§ **Data entries**:

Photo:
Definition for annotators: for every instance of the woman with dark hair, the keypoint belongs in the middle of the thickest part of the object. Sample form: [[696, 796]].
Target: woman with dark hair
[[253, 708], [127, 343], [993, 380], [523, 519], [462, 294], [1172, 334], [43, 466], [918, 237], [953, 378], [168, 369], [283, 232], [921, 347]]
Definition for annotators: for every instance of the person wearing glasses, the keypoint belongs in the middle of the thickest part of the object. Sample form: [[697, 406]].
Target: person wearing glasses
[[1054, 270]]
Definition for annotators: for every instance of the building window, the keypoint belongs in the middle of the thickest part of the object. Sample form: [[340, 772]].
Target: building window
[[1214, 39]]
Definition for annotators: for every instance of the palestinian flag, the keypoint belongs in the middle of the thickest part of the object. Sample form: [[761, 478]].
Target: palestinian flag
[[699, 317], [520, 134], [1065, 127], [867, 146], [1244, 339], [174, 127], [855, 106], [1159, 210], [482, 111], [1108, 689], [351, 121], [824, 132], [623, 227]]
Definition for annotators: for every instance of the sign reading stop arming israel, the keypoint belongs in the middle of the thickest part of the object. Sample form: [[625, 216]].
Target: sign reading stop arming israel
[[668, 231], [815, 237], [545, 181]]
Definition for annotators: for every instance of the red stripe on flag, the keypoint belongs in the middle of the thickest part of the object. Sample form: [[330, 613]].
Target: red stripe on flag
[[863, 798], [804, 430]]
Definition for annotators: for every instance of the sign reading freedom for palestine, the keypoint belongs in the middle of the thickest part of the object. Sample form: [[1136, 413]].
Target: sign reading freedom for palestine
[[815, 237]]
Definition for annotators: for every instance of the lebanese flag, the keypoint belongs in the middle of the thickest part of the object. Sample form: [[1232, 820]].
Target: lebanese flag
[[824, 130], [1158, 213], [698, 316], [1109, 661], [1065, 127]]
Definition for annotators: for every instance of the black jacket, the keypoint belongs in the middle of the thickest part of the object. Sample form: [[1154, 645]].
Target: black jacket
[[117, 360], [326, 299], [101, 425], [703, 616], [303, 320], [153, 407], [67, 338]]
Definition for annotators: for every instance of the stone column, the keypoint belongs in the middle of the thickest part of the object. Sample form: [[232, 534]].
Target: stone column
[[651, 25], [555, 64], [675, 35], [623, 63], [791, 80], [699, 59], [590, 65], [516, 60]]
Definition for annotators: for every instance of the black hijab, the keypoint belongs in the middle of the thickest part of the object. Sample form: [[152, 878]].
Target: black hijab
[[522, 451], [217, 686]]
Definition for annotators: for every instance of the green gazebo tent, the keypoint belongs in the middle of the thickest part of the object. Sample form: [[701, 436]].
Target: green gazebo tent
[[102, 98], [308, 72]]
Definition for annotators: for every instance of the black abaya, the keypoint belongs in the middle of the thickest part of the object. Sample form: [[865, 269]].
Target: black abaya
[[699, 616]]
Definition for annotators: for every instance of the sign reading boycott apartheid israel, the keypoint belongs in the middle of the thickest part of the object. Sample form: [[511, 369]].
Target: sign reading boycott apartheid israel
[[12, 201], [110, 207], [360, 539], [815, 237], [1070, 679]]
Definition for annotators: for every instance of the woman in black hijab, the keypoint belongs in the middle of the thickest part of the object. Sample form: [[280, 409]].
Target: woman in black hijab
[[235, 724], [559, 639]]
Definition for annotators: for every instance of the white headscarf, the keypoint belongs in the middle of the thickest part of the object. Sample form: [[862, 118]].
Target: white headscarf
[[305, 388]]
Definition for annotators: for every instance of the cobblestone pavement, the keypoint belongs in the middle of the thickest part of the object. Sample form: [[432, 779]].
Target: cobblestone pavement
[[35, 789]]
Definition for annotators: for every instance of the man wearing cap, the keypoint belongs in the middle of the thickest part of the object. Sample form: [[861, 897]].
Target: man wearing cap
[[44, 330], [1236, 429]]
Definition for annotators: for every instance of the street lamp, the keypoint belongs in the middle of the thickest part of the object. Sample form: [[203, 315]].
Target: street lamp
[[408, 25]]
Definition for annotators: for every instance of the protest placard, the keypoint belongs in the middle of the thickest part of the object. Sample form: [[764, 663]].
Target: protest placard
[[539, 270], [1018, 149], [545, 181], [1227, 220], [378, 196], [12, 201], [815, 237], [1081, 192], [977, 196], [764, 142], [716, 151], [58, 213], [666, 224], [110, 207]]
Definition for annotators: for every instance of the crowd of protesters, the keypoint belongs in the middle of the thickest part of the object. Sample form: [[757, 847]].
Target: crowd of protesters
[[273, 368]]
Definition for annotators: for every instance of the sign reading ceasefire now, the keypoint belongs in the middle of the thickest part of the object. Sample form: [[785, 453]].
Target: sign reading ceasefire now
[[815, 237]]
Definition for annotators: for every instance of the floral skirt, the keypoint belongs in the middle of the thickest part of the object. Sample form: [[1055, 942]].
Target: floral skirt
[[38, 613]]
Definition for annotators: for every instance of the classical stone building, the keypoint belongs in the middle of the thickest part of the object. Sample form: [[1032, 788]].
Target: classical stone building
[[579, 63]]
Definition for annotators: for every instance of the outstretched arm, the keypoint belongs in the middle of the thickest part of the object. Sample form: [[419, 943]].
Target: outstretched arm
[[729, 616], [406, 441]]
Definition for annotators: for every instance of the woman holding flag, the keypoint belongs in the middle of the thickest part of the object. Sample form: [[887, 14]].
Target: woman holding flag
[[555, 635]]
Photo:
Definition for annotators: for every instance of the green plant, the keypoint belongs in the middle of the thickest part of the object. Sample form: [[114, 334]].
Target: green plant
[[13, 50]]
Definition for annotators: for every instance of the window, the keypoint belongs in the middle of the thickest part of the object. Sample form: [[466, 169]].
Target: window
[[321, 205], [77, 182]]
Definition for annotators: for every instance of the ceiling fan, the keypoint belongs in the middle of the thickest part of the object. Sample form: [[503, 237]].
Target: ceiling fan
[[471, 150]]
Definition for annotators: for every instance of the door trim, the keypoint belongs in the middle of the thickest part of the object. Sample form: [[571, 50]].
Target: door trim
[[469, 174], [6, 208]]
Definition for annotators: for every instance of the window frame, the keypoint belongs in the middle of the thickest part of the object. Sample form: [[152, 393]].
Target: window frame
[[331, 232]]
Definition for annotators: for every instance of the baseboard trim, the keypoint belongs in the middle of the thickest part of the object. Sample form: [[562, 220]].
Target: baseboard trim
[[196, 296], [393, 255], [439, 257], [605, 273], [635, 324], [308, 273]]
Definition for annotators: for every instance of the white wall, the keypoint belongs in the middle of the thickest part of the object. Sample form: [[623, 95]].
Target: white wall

§ **Instructions to follow**: Reproduce the data from the line with "form: [[511, 369]]." to the line with "[[12, 201], [110, 207], [360, 539], [815, 237], [1070, 679]]", both ends included, keeping every line of text. Multiply each coordinate in the answers by 2 and round to whole numbers with halves going up, leaving the sample forms unchanged.

§ **Result for this task**:
Definition for annotators: for every instance of the sign reading boycott apartheid israel, the keypoint belongs in the middle of the thickest part of the object. Sample form: [[511, 369]].
Target: sign reading boycott apartheid israel
[[24, 402], [220, 414], [720, 1078], [1630, 474], [2140, 1358]]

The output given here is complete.